### Source passage
# Concurrent Planning



## KateLW (Mar 3, 2015)

Hi all,

Lovely that people are able to share their experiences on here.  We have been told we can attend concurrent planning training days in the next month or so.  I'm finding it difficult to find any posts relating to concurrent planning, is anyone going through this at the moment or waiting to be matched?  I know it's a risk to us and understand what concurrent planning is, it would just be nice to see if anyone else has also recently done this.  I won't lie, I am having lots of second and third thoughts!! 
Thanks
Kate


----------



## Thepinklady (Apr 16, 2014)

Hi Kate

Welcome to the adoption boards. There are some threads further back that relate to foster to adopt more specifically than concurrency. It really depends on where you are in the country as to whether your local authorise push foster to adopt rather than offer a unique concurrency project. Foster to adopt is very different to concurrency. Basically in foster to adopt the decision has more or less been made that the baby will be adopted but there is still a lot of legalities to get through before it can officially be placed for adoption. Therefore the baby is placed with approved adopters in a fostering capacity while these are sorted and then matched officially for adoption with them. It gets the baby settled at a younger age. There are risks with it as it is sometimes,though rarely, that alternative kinship carers might pop us and following an assessment they go to them. The risk in foster to adopt of the child not remaining with the foster carers is very minimal, around 2-5%. HOWEVER, concurrency is very different. The active plan in concurrency is reunification home although the social workers also admit that this is still quite unlikely. The statistics and risks jump to 10-15% chance of the little one returning home. 

My husband and I did concurrency last year. We were in fact one of the 10-15%. Our little one returned home to mummy after 9 months with us. This naturally was very difficult but we could not argue with the decision made by the social worker. We could clearly see throughout the 6 month assessment the efforts and changes mummy had made. She deserved the chance to parent her little girl. We are a year down the line now and are very much happy with that decision. We have remained involved and connected with the little one and her mummy and can see a very good family unit developing. We have since been re-approved for concurrency and are hoping to begin a second placement very soon. The experience did not put us off. We went into concurrency because we saw that it was child centred. The needs of the child were paramount. In our case the needs of the child were at the centre. Her need to be raised by her birth family if it was safe, right and nurturing were met. However, if that home has not proven to be safe and nurturing and she needed to be adopted her needs for good early attachments with us as what would have been her adoptive parents would also have been met. That said concurrency is not for everyone. We are quite emotionally resilient people, we have a strong faith and we knew we could handle the risks and uncertainty. I talk to couples all the time who are considering concurrency and share our story. I tell them that only you as a couple know what you can handle and whether it is right for you.

Let me finish with the positive. Through our journey and sharing with other concurrent carers we know that the the majority of the cases do go on to achieve adoption. I know many carers who whilst there journey was not smooth and had jump and bumps along the way have adopted or in the process of adopting their little ones. They all would say the two advantages have been having their little ones from very early in their lives so experiencing all the firsts, building very early attachments and also getting to know the birth family well through the regular contact. Growing up they feel they are in a better position to share the little ones life story with them. They can impart real and meaningful information about their birth families to them. 

If you want to pm me with more questions please do. My husband and I love sharing and helping other couples make decisions about concurrency or support them through their journey.


----------



## happypenguin (May 8, 2013)

Another Concurrent Carer here. We are at the end of the process having now adopted our LO. Ask away.....


----------



## IVFer2000 (Jun 20, 2016)

Hi we adopted through concurrent planning. Went smoothly for us luckily. A friend did it also which was a bumpier road but still worked out and she had her son right from birth. Ask away with questions if you need


----------



## Cazne (Jul 19, 2009)

hi, we were approved for concurrency and foster to adopt about 2 months ago.  We firmly believe it's the best possible scenario for children which is why we went for it in the end.  We didn't always feel like that - we actually did the training to help us rule out concurrency because we thought it wasn't for us - but the training convinced us otherwise!  Waiting to be matched at the moment.

I'd say do the training because it help you make up your mind about what you want and don't want and whether you think you could cope with it or not.  

Happy to answer questions
Cazne x


----------

### Problem 1
Count the lines of the rows that contain the string "blade", and reply with that number alone.
The forum thread and the rows have no connection to each other.

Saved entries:
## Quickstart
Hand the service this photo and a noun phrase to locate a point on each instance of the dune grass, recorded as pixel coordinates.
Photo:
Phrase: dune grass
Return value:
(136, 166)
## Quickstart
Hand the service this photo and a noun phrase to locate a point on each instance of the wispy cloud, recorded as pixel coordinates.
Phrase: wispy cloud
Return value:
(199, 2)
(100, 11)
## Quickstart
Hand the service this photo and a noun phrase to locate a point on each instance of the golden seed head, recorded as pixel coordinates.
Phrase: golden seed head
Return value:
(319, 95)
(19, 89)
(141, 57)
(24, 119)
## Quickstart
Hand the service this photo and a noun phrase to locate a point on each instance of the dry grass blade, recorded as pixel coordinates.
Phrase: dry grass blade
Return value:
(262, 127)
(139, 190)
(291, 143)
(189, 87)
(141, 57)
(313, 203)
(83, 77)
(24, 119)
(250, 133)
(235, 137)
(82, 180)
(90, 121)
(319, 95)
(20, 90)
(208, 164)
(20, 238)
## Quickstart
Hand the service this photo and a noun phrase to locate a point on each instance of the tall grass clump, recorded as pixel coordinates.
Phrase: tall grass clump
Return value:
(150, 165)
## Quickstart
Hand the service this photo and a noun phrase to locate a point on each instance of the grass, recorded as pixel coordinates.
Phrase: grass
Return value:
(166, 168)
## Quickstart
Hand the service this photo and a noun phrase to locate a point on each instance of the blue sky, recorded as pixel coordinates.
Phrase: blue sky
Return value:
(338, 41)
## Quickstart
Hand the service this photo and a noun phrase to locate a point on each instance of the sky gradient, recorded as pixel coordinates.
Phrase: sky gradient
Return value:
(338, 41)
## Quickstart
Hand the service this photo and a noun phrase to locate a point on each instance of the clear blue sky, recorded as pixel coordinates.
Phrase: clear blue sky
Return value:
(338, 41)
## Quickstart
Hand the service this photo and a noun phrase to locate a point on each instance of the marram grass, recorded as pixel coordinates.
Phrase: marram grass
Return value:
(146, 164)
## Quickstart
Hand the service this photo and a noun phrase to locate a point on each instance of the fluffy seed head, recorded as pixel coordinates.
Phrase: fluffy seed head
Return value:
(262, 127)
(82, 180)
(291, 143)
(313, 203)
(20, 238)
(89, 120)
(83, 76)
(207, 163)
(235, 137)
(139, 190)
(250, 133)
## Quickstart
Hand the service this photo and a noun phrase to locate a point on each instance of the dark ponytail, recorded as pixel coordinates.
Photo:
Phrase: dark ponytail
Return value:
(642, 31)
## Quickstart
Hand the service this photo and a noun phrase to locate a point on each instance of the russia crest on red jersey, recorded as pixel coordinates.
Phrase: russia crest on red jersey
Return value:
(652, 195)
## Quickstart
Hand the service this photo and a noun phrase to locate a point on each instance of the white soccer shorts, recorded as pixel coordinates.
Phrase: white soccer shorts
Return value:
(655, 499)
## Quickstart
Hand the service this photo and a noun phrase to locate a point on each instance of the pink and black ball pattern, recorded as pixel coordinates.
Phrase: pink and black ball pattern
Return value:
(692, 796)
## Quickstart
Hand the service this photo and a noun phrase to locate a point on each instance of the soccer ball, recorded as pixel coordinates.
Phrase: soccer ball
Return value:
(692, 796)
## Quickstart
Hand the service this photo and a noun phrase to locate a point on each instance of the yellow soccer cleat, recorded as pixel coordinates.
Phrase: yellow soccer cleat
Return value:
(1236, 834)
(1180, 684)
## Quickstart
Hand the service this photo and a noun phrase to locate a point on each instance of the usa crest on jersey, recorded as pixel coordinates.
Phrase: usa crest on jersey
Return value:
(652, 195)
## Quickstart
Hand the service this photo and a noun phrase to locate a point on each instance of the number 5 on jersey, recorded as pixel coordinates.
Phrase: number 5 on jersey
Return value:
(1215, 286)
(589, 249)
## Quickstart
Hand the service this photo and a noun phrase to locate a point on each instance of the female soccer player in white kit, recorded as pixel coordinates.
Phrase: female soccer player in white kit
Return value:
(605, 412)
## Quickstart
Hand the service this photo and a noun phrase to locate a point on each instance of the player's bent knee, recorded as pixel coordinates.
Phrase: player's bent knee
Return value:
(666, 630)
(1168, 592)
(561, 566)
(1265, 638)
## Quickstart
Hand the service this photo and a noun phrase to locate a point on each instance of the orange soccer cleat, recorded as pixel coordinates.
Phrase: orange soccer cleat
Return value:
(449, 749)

### Problem 2
From the forum thread, copy the passage starting with "I'd say do the" and going on through "with it or not.", keeping every word and mark unchanged.

### Task answer 1
2

### Task answer 2
I'd say do the training because it help you make up your mind about what you want and don't want and whether you think you could cope with it or not.